╭─ READING TEXT

Full: My Experience of the L.M. Montgomery Institute Conference (L.M. Montgomery Series)

Note: This is a rewriting of my guest post at the L.M. Montgomery Institute blog.

I am full. And no doubt. We have just finished a packed four and a half days of conferencing and workshopping, speaking and listening, flipping pages, wandering halls, and exploring the shared imaginative space that L.M. Montgomery has donated to us. Growing up in Prince Edward Island, I have always experienced the richness of living in the “land of Anne.” That our local university hosts a world-class, globe-esteemed academic conference on Montgomery’s work is a blessing.

LMMI2018 Keynote Speakers: Dr. Emily Woster, Dr. Elizabeth Epperly, Dr. Catherine Sheldrick Ross, Dr. Margaret Mackey

From the very first moments, the quality of the L.M. Montgomery Institute Conference was clear. The first lecture, by past UPEI President Dr. Elizabeth Epperly, sent me reeling. Warmly called the “Betsy Talk,” Betsy Epperly’s mentorship of emerging scholars and her incisive scholarship are well known. Her talk was entitled “Reading Time: L.M. Montgomery and the ‘Alembic of Fiction.’” “Alembic” is a rich metaphor I haven’t considered, but it was the ambiguity of the title, “reading time,” that drew me in so completely. And in a way, I never recovered from this lecture. Not because Prof. Epperly’s talk dominated my mind to the exception of all else, but because talk after talk, paper after paper, experience after experience, I was challenged, drawn in, lifted up, and invited along by other readers of L.M. Montgomery.

╰─
╭─ RECORDED INFORMATION

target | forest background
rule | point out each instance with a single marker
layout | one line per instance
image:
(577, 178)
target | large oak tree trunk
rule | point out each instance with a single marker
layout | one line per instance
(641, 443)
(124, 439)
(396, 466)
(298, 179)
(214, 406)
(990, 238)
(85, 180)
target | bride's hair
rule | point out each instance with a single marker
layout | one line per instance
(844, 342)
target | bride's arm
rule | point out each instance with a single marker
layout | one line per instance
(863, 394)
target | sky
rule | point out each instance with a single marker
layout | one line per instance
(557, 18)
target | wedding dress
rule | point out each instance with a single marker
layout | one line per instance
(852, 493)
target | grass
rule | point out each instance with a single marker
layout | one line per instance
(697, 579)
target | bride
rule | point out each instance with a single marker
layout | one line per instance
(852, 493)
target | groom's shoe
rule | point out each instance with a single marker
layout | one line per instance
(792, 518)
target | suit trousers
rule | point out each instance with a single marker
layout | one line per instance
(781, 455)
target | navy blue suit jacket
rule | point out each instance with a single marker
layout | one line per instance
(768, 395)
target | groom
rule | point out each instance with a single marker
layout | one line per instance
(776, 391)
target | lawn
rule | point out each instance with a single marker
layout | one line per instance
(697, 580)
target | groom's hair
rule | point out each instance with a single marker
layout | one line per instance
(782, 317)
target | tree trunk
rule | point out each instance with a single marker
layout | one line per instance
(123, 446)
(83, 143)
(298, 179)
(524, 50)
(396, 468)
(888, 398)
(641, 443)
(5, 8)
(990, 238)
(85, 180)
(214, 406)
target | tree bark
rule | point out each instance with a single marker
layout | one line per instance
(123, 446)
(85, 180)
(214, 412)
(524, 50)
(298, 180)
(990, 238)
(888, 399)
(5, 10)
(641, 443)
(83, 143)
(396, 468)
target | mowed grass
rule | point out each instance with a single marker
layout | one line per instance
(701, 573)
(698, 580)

╰─

EXERCISE SET:
#1 Copy the records word for word, from the line containing "target | tree bark" through the end of the records.
#2 Resume the piece on the L.M. Montgomery Institute Conference after its last sentence.

RESPONSES TO THE TASKS:
#1
target | tree bark
rule | point out each instance with a single marker
layout | one line per instance
(123, 446)
(85, 180)
(214, 412)
(524, 50)
(298, 180)
(990, 238)
(888, 399)
(5, 10)
(641, 443)
(83, 143)
(396, 468)
target | mowed grass
rule | point out each instance with a single marker
layout | one line per instance
(701, 573)
(698, 580)

#2
And so the adventure continued through to the last morning of the conference. I was perhaps drawn most to conversations about intertextuality–how stories, books, and authors read other stories, books, and authors. There were parallels between Montgomery and Madeleine L’Engle (by Heidi Lawrence), Flora Klickmann (Jenny Litster), Olive Schreiner (Idette Noomé), Elizabeth Barrett Browning (Mary McCulley), Rebecca Solnit (Tara Parmiter), Japanese manga (Yukari Yoshihara, Chieko Osawa, and Keiko Karube), and Anne Shirley as a Female Quixote (Julie A. Sellars). Some of this intertextual exploration worked out in sophisticated ways in several papers about Anne in Scandinavia and Japan. And there were references to Jane Eyre and Middlemarch not just in specific paper presentations, but in references throughout the weekend.

Given the conference title, there is no surprise at the strength of projects on reading Montgomery (again, an ambiguous phrase). On Sunday morning, Catherine Ross, professor emerita at Western University, brought us a delightful and informative lecture, “L.M. Montgomery and the Paradox of the Reading Experience.” Using qualitative interviews of “good readers,” Dr. Ross pressed in on the themes that came from readers who have brought Montgomery into their lives. The relationships between reader and book are intimate, profound, and smack of something like serendipity (Montgomery might have called it “predestination”).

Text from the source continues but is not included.